> _EXERCISE PROMPT_: Set down, word for word, the lines of the records from the one containing "140, row 94." through the one containing "column 71, row 63", including both of those lines.
--- RECORDS FOR THE EXERCISE ---
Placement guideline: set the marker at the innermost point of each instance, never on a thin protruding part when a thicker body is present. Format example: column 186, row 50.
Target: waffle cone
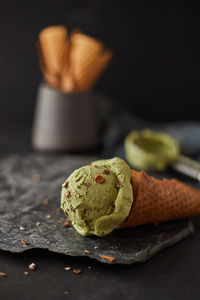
column 160, row 201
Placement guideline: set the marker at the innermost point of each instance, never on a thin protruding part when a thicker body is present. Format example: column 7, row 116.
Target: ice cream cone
column 160, row 201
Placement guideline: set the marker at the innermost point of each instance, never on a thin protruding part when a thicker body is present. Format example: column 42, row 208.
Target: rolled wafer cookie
column 159, row 201
column 53, row 46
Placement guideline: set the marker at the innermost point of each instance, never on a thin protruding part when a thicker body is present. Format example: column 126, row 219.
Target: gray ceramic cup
column 64, row 122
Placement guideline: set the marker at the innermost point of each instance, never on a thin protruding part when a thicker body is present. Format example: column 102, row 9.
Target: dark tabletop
column 171, row 274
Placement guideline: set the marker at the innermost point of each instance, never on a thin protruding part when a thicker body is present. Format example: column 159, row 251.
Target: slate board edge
column 186, row 232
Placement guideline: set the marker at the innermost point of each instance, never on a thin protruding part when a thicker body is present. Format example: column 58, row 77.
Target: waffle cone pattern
column 160, row 201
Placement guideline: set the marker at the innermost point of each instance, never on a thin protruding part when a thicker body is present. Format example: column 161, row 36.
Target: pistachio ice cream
column 150, row 150
column 98, row 197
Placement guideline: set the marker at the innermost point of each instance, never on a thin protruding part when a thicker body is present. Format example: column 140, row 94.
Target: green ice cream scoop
column 98, row 197
column 151, row 150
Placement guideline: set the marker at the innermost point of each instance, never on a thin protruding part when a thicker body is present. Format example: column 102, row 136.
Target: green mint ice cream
column 150, row 150
column 98, row 197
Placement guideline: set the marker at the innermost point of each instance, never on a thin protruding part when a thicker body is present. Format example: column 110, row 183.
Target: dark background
column 155, row 71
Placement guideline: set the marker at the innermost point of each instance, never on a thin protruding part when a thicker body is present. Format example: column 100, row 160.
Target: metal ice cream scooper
column 151, row 150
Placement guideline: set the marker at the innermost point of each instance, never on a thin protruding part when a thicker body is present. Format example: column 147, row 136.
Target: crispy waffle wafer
column 54, row 49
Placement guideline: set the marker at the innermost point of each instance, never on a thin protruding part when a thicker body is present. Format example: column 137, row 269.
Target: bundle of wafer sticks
column 71, row 63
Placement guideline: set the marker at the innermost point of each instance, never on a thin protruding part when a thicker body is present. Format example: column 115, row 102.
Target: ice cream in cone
column 106, row 195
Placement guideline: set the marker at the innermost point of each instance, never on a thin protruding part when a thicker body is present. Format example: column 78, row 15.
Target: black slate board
column 21, row 207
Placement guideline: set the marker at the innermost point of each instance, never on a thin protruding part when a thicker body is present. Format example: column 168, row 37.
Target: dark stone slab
column 22, row 193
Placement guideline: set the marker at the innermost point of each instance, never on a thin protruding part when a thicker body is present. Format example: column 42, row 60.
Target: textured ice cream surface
column 98, row 197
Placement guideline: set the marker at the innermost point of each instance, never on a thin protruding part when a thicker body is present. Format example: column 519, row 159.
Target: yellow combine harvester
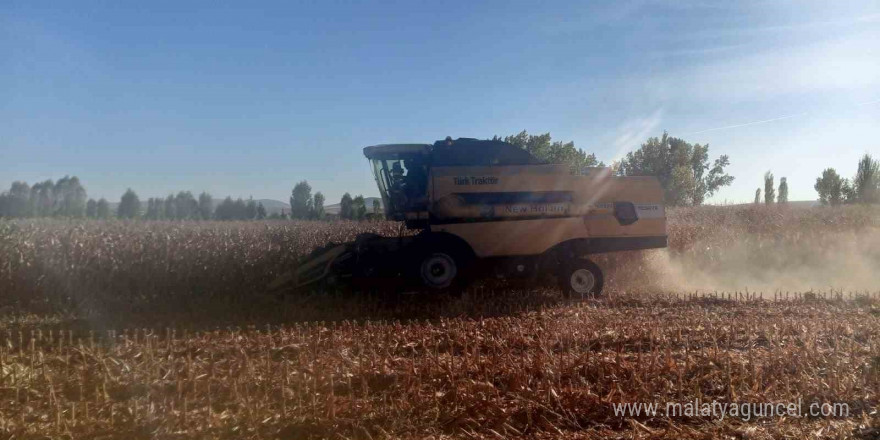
column 489, row 206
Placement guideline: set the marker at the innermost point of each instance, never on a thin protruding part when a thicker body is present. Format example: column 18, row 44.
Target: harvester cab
column 489, row 206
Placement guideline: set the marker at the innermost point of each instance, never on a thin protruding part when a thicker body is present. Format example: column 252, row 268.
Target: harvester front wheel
column 581, row 278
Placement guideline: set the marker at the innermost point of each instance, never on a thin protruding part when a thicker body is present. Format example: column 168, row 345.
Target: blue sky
column 248, row 98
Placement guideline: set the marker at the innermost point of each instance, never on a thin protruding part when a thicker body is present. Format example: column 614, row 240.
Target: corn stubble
column 156, row 330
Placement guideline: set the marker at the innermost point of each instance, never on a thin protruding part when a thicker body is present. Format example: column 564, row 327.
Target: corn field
column 161, row 330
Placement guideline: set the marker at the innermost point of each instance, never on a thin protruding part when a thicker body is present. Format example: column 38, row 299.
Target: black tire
---
> _RESULT FOR THIS TASK_:
Placement guideline: set the marker at the innermost point of each instance, never on a thin protruding part when a thicker body is present. Format example: column 140, row 94.
Target: green ice cream scoop
column 98, row 197
column 151, row 150
Placement guideline: set the marker at the innermost point of each instance, never on a thin protruding part when a thicker body is present. Format example: column 102, row 136.
Target: green mint ice cream
column 150, row 150
column 98, row 197
Placement guideline: set the marker at the innermost point of each instance, never on a thin protruding part when a thicker body is present. Format example: column 110, row 183.
Target: dark background
column 155, row 71
Placement guideline: set the marker at the innermost point of each instance, never on a thin protruding part when a thicker body is present. Format example: column 100, row 160.
Target: metal ice cream scooper
column 151, row 150
Placement guideline: set the marker at the innermost point of each instance, never on a thin protruding part when a thicker body is present. Format example: column 147, row 136.
Target: crispy waffle wafer
column 54, row 49
Placement guideline: set the marker at the innermost point of each instance, never on a thin protruding part when a thicker body is present. Format example: column 137, row 269.
Target: bundle of wafer sticks
column 71, row 63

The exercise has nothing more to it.